Problem: In the essay on the last and first photos of the pandemic, how long did the university tell the writer's daughter to pack for?

Passage to read:
^^^^^^^^^^^^^^^^

Was it March 4, the last time I saw my mom in person when I accompanied her to a doctor’s appointment? Within weeks following that appointment, the nursing home locked down. It’s still locked down.
The last photo I took before the pandemic started could have even been after it started. Because most of us had no clue, because the majority of us had no institutional knowledge of what it was like to have a normal world one day and a severely altered one the next. We were privileged. Is my Last Photo one of privilege? The privilege of not knowing a world where life can dramatically shift without us noticing until it actually affected us?
The First Photo after the pandemic hit.
Should it be one where we think we’ll be back in a few weeks? The university told my daughter to pack for three weeks away from the dorm. The little tidal wave of that dark voice stalking me from behind made me tell her to take as much as we can fit in the car. Is it trying to wrap our brains around not knowing what will make us sick? Is it the empty toilet paper shelves? Waking up a 4 p.m. to get a grocery delivery slot? Was it 3 p.m. on March 11 when my husband’s office told him the work from home experiment worked and that he’ll be home at least for the month? Is the First Photo of quarantined mail? Is it my neighbor’s new puppy? Is it a screenshot of my booking software of the crushing reality that every single job I had lined up was not going to happen? That all the mitzvahs, weddings and events were all going to not happen on the day and in the way they had been planned in the Before times.
Is the First Photo when I realized what was lost?
Beyond the obvious of lost work, was it the loss of coffee with friends, hugs, eating out, vacation, a piece of myself, human interaction, milestones…lives?
Or could it be the loss of the various impediments that have held me back from doing things. Nothing like being told you can’t do something to overcome the fear of the unknown.
Or was it the first time I realized that I loved hiking. Going places I have never been before and spending hours alone in the woods. The sense of now. Being present in the moment. What this the First photo? Or was it my sourdough? Or maybe the complicated meals I now had time to create? Or the garden I had barely spent enough time in because of work. Was it the realization I was running myself into the ground with work and that maybe I could back off a bit. Or was it the first time I did nothing and didn’t feel guilty about it? Okay, that last one was only for five minutes…
Now for my photos. The Last and First.
The Last.
The Last is the view of the upper Hudson at Olana, Frederick Church’s home near Catskill NY. Because it was the very first of what was to be a series of adventures I had finally given myself permission to take. It was early August 2019 and I had so many plans to explore all the places I never had the time and I was finally going to make the time. It was a privilege not just to be there but to have the ability to just get up and go. Many don’t have that ability or freedom.
And for the First.
The First was when the pandemic became real on Mother’s Day 2020. It was the day I realized I wasn’t going to get my haircut anytime soon and it was way too long. So I asked my daughter to shave my head. It was delayed acceptance manifesting itself in a drastic fashion.

^^^^^^^^^^^^^^^^

Dataset content:
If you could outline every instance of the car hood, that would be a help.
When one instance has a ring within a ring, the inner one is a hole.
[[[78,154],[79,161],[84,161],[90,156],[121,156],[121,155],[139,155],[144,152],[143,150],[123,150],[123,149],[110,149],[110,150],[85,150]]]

^^^^^^^^^^^^^^^^

Finished exercise: Three weeks away from the dorm.